Document
§ §

Italië herdenkt anti-maffiaheld

Massaal hebben de Italianen woensdag stilgestaan bij de twintigste verjaardag van de moord op de beroemde anti-maffiarechter Giovanni Falcone. Tijdens de belangrijkste plechtigheid, in de Siciliaanse hoofdstad Palermo, riep premier Mario Monti zijn landgenoten op elke dag weer tegen de maffia te blijven strijden.

VAN ONZE VERSLAGGEVER IÑAKI OÑORBE GENOVESI

AMSTERDAM - In de hoofdstad Rome, het financieel centrum Milaan en veel andere Italiaanse steden werden speciale optochten, herdenkingsdiensten en ceremoniële plechtigheden georganiseerd voor de op 23 mei 1992 vermoorde onderzoeksrechter. Falcone, wordt in Italië al jaren gezien als een held en staat ook symbool voor de vaak bittere strijd tegen de georganiseerde misdaad.

§ §

Datasetrijen
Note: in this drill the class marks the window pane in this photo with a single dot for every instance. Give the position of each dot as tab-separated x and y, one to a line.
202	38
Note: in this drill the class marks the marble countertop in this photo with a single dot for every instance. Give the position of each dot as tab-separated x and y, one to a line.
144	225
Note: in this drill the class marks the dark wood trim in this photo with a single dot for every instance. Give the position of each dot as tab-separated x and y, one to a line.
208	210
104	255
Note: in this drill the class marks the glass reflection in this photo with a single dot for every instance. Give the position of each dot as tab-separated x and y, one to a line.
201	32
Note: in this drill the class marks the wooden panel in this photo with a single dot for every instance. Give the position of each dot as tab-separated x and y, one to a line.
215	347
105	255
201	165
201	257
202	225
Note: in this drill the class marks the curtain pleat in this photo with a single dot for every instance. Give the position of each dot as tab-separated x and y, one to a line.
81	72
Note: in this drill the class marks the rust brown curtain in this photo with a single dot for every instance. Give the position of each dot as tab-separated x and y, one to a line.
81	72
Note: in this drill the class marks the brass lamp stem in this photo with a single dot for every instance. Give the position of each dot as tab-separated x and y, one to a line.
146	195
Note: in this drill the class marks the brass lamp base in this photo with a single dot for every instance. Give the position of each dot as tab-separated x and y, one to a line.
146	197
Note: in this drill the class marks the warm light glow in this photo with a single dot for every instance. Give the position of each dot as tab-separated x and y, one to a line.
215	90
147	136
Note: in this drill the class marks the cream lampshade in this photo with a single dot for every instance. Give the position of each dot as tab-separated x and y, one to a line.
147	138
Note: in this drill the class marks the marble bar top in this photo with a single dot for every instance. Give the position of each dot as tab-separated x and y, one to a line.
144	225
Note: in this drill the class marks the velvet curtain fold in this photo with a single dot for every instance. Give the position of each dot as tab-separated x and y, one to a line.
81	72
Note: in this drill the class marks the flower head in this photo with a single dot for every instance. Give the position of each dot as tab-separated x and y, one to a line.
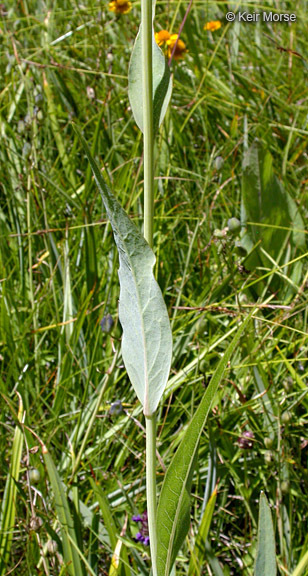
161	37
164	37
212	26
120	6
246	440
143	534
180	48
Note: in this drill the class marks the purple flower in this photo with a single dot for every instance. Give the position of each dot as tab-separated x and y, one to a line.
143	534
246	440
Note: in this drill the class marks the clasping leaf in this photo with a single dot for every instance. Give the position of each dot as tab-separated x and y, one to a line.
147	338
162	83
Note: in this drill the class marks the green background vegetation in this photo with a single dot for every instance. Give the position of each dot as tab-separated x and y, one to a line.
68	61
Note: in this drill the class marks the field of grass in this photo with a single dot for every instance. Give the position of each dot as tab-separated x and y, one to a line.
239	92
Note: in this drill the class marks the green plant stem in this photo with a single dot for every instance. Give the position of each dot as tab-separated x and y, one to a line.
148	163
148	133
151	486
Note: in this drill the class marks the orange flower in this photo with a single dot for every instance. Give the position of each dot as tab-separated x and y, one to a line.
120	6
162	37
180	49
212	26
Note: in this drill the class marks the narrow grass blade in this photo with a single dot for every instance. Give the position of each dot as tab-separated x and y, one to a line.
173	514
69	539
199	551
8	508
147	338
162	84
266	554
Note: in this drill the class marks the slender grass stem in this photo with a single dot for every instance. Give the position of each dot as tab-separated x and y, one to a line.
151	485
148	134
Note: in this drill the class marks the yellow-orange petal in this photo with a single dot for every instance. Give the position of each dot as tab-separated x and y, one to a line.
180	48
212	26
161	37
120	6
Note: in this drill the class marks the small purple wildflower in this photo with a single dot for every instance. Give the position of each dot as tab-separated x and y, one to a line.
143	534
246	440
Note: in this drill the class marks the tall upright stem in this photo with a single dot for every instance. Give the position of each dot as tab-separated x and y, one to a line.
151	486
148	133
148	164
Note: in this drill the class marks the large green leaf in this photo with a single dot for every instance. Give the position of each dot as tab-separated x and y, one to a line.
173	514
266	554
147	338
162	83
269	214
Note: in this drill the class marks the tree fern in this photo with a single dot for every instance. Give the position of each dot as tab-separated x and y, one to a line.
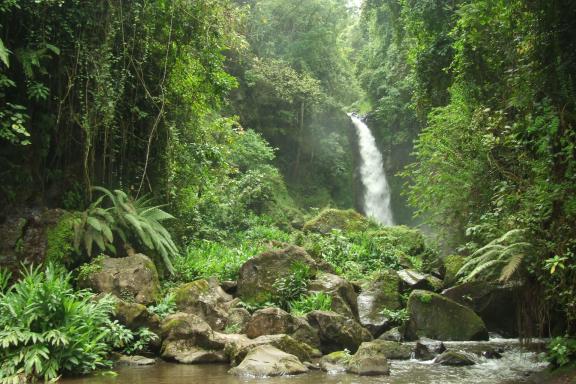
135	221
500	259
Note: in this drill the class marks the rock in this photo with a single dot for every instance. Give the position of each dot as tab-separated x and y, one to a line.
437	317
206	299
451	264
33	236
370	360
229	286
132	278
266	361
134	360
427	349
390	349
393	334
496	304
342	292
337	332
344	220
381	293
189	339
455	358
272	321
258	274
411	279
237	320
335	362
135	316
236	349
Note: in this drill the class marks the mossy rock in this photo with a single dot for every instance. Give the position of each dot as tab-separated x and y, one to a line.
451	264
258	275
436	317
383	292
344	220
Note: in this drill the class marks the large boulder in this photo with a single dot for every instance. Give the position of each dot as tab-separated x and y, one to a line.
451	264
437	317
238	346
132	278
455	358
378	294
427	349
337	332
411	279
204	298
369	360
390	349
342	292
266	361
33	236
496	304
258	275
272	321
329	219
189	339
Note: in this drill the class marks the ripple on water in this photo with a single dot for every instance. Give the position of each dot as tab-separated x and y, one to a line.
511	368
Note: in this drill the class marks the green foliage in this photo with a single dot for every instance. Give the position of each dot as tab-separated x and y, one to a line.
291	288
308	303
135	221
358	254
48	329
503	256
561	351
396	317
164	307
60	241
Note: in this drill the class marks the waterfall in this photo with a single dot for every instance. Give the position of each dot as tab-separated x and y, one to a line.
376	189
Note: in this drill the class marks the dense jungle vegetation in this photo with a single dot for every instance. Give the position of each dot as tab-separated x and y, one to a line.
202	133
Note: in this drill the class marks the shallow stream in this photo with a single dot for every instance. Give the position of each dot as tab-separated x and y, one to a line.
513	368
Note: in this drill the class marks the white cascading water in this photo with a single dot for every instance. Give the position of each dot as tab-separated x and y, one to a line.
376	189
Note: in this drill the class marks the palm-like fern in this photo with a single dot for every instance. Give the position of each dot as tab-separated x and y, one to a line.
501	257
128	218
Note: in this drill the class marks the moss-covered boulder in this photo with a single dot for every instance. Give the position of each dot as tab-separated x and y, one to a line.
267	361
132	278
381	293
188	339
411	279
272	321
206	299
496	304
344	220
451	264
455	358
258	275
437	317
369	360
337	332
238	346
335	362
344	297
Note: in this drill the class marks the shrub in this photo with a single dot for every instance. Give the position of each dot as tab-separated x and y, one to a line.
47	329
561	351
314	301
135	221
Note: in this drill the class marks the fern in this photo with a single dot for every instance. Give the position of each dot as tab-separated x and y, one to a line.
130	219
500	259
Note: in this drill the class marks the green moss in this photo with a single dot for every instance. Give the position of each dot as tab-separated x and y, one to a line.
344	220
452	264
60	241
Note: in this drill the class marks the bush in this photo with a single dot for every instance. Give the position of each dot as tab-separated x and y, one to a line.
561	351
48	329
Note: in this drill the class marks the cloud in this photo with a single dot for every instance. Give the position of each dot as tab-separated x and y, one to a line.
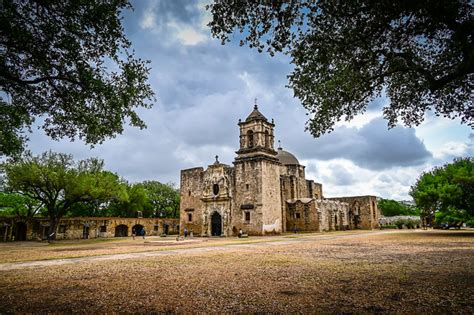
203	88
175	21
372	146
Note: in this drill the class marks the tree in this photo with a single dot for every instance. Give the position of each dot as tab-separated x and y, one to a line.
390	208
347	53
59	183
54	61
98	206
164	198
447	192
135	200
19	205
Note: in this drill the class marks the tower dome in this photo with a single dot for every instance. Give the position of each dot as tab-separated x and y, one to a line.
286	158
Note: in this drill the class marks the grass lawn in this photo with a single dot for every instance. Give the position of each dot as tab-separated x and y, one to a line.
362	272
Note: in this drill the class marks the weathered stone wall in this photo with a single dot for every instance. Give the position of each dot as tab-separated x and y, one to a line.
315	190
84	227
301	215
248	196
271	201
191	206
363	211
333	215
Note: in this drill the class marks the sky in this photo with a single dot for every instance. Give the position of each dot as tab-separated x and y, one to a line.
203	88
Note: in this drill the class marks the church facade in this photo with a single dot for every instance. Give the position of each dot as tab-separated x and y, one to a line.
264	192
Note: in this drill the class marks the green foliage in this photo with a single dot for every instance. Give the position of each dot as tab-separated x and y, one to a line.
345	53
447	191
12	204
407	222
390	208
152	198
135	200
164	198
390	226
54	61
399	223
58	182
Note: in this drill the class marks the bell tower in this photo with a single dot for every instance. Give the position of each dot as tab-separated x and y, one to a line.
257	199
256	137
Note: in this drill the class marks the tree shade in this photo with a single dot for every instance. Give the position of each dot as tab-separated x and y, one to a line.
69	63
347	53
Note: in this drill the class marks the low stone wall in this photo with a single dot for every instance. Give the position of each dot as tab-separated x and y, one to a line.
20	229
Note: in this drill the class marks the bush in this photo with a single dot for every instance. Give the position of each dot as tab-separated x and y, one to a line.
470	223
399	223
410	224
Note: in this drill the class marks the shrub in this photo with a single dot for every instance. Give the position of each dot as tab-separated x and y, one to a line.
399	223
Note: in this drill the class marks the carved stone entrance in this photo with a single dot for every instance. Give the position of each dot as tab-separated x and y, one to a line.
121	230
19	231
216	224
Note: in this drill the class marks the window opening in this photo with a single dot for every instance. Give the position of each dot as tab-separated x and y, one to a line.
250	138
247	216
215	189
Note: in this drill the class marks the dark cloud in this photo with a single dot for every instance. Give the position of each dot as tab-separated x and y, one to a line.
204	88
372	146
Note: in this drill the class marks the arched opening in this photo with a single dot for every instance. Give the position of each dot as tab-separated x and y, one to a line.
19	231
215	189
139	229
267	139
85	232
356	213
121	230
250	139
3	232
216	224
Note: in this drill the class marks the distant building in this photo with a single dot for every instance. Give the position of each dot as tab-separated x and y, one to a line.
264	192
23	229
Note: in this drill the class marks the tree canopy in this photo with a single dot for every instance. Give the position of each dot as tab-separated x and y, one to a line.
347	53
390	208
55	58
447	192
18	205
58	182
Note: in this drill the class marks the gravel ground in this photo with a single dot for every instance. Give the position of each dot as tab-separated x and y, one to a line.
378	272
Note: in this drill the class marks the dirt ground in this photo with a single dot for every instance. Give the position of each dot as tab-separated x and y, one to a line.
355	272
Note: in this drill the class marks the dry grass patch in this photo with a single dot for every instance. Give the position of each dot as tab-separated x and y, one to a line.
385	273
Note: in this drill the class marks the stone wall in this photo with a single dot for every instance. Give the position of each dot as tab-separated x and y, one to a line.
333	215
301	215
84	227
191	207
272	219
363	211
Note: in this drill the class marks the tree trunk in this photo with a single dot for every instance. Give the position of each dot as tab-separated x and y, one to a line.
53	226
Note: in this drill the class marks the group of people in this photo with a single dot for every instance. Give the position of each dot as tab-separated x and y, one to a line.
186	233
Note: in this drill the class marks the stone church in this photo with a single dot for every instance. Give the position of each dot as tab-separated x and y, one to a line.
264	192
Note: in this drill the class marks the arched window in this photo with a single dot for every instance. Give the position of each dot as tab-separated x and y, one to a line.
215	189
250	139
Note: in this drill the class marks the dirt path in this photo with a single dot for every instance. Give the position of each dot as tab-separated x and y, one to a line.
269	242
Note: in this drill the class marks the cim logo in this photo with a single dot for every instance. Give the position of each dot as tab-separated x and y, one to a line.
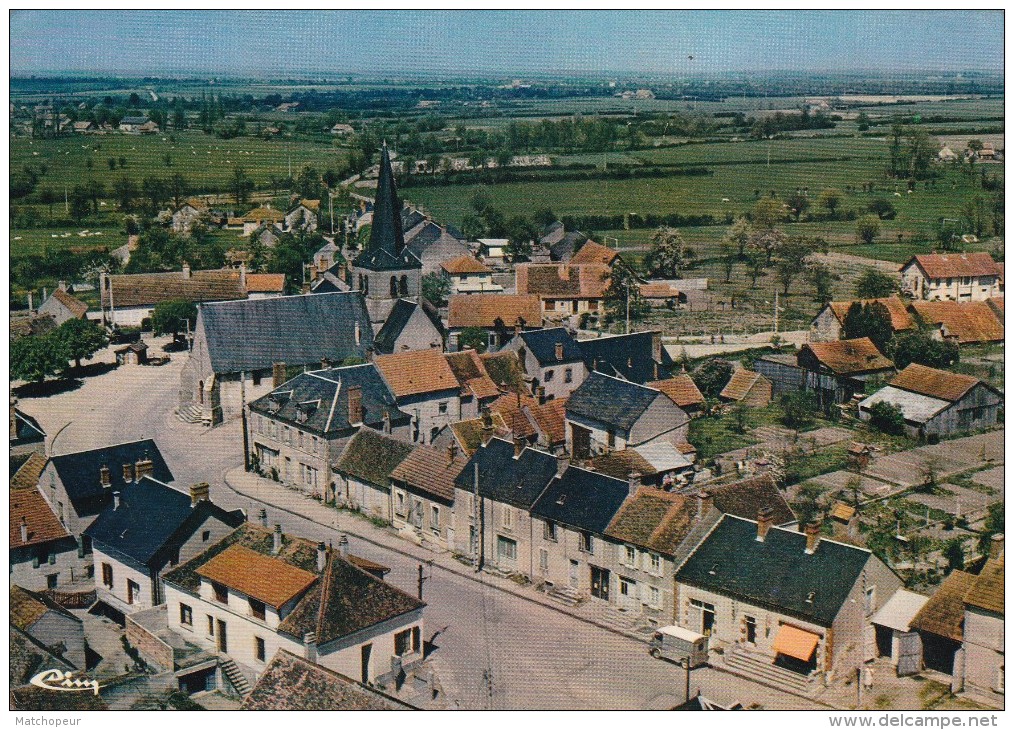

§ §

Opgave A
Geef voor elk van de volgende beweringen aan of ze overeenkomen met het artikel over de herdenking van Falcone: (i) Falcone werd op 23 mei 1992 vermoord; (ii) de belangrijkste plechtigheid werd in Rome gehouden; (iii) premier Monti riep de Italianen op dagelijks tegen de maffia te blijven strijden. Beantwoord elke bewering met ja of nee en citeer de beslissende woorden uit de tekst letterlijk.
Opgave B
Zet het artikel over de herdenking van Falcone voort vanaf de laatste zin.

Resultaat A
(i) Ja: "de op 23 mei 1992 vermoorde onderzoeksrechter".
(ii) Nee: "Tijdens de belangrijkste plechtigheid, in de Siciliaanse hoofdstad Palermo".
(iii) Ja: "riep premier Mario Monti zijn landgenoten op elke dag weer tegen de maffia te blijven strijden".

Resultaat B
Het opvallendst bij de vele activiteiten waren de twee 'boten voor de wettelijkheid' die vanuit Napels en Civitavecchia ruim 2.600 Italiaanse jongeren alsook de minister van Onderwijs Francesco Profumo en de hoogste Italiaanse maffiabestrijder Piero Grasso naar Palermo brachten. Daar bezochten ze de betonnen bunker die in de jaren tachtig speciaal werd gebouwd voor het megaproces dat Falcone voerde tegen honderden leden van de Cosa Nostra, de Siciliaanse maffia.

Anti-maffiarechter Falcone kwam om het leven toen zijn Fiat Croma en twee volgauto's van de politie bij Capaci, nabij de luchthaven van Palermo, werden getroffen door een 500 kilo zware bom die de Cosa Nostra onder de snelweg Palermo-Trapani had verstopt.

Door de enorme explosie, die een meters diepe krater in het wegdek sloeg, werden naast Falcone (drie dagen eerder 53 jaar geworden) ook zijn echtgenote Francesca Morvillo (46 jaar en eveneens rechter) en drie lijfwachten gedood. Negen anderen personen, onder wie enkele passanten, raakten gewond.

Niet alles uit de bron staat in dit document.